#### ACTIONS TO TAKE
- 1) Decide whether each statement, (a) to (b) to (c), agrees with the Njinga docuseries review below, and answer yes or no with the review's deciding words quoted verbatim. (a) Jada Pinkett Smith narrates the series. (b) The series uses Portuguese alongside English. (c) The reviewer faults the cinematography.
- 2) Carry on writing the Njinga docuseries review below, picking up after its final sentence.
begin TEXT BLOCK
As vehemently asserted by Queen Diambi Kabatusuila, a woman king of the Bakwa Luntu people in the present-day Democratic Republic of the Congo who is also one of the historians in the docuseries, she says that African stories have long been told by outsiders, and this time it is important that Africans tell their own stories (paraphrased). African Queens: Njinga is a kick-start for Africans telling their stories without adulteration.
African Queens: Njinga is a docuseries that will subsequently have other series follow its theme line. The documentary series was created to tell the stories of female monarchs from various cultures and nations around the world. Njinga is the story of a great queen of the Ndongo people in 17th-century Angola, executive produced and narrated by Jada Pinkett Smith. With commentaries and input from Dr. Kellie Carter Jackson, assistant lecturer at Wellesley College, Prof. Olivette Otele, vice president of the Royal Historical Society and chair of Bristol’s Race Equality Commission (1992-2008), Angolan historian Rosa Cruz e Silva, and Queen Diambi Kabatusuila, the story is woven as layers upon layers are unveiled.
Njinga follows the ordeal of a female monarch who sacrifices all she has as she becomes the symbol of hope for her people after the death of her father. The royal family throne rivalry leads to bloodshed, including the death of her son. Faced with a territorial enemy, the Portuguese, who are to mine the “black gold” (human cargo), she rises to power by taking initiatives against her brother, Mbande, the sitting king’s order. She makes political alliances with dangerous enemies like the Imbangala’s Kasa and Kasanje, going as far as marriage and blood oaths, all in a bid to maintain power and secure the lives of her people. She fights for her family and her sisters and accepts the white man’s God in order to stem slavery and be recognized as a sovereign ruler. The movie ends with her legacy, which is further enjoyed by three more female monarchs before the eventual and total baptism of the continent in the slave trade.
The audience is constantly drawn to the fact that it’s a movie being watched and not reality. What makes a great movie, especially one of this kind; historic, is the enactment of reality and drawing the audience into the world being narrated. There are obvious elements that cannot be faulted in this production: cinematography, costume, setting, sound, music, and acting, and with a few considerations, casting can be included.
It would have been expected that the Ndongo indigenous language be explored because, at the time when this history is being made, the English language had not eroded or pervaded the social system of the Ndongo people, especially to the extent that it is the sole language of the royal house; thus, the sole use of the English language, not even Portuguese or a mixture of Portuguese and Ndongo undermines the role of language as historic element. The present day Angola has its official language as Portuguese. This calls into question the reality that has been presented as regards language.
end TEXT BLOCK
begin SUPPLIED DATA
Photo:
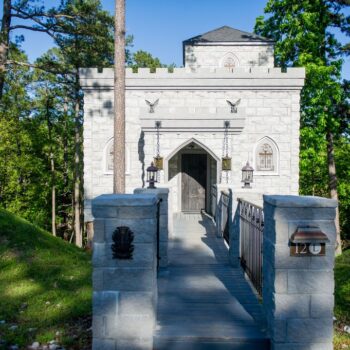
end SUPPLIED DATA
#### TASK RESPONSES
- 1)
(a) Yes: "executive produced and narrated by Jada Pinkett Smith"
(b) No: "the sole use of the English language, not even Portuguese or a mixture of Portuguese and Ndongo"
(c) No: "There are obvious elements that cannot be faulted in this production: cinematography"

- 2)
Speaking of questionable representations of reality, there is a level of inconsistency in the appraisal of military power and prowess when checked with the facts presented. The battlefronts look more like skirmishes, with few soldiers on both sides, though it is believed to be a war. There is no real show of power and strength other than the magnitude of its portrayal by historians. This, in any case, does not put into effect the military might as accounted for by historians and academicians in the documentary. Furthermore, in comparison to other African stories such as Black Panther: Wakanda Forever and The Woman King, Njinga’s military prowess is under-represented.
Njinga always looks fresh and well-made up after major battles, which helps to debunk reality. Njinga appears to have retained her vigor and youthfulness from 1617, when she already had a child and claimed to be older than Imbangala’s Kasa, until the late 1650s. Same with her sister, Kambu. The last episode added gray to their hair, definitely not enough to show a forty-year decline in strength. Njinga has maintained the same hairstyle for decades. Also, following Njinga’s marriage to Kasanje, his notoriety vanished, with no mention of how their relationship progressed or ended.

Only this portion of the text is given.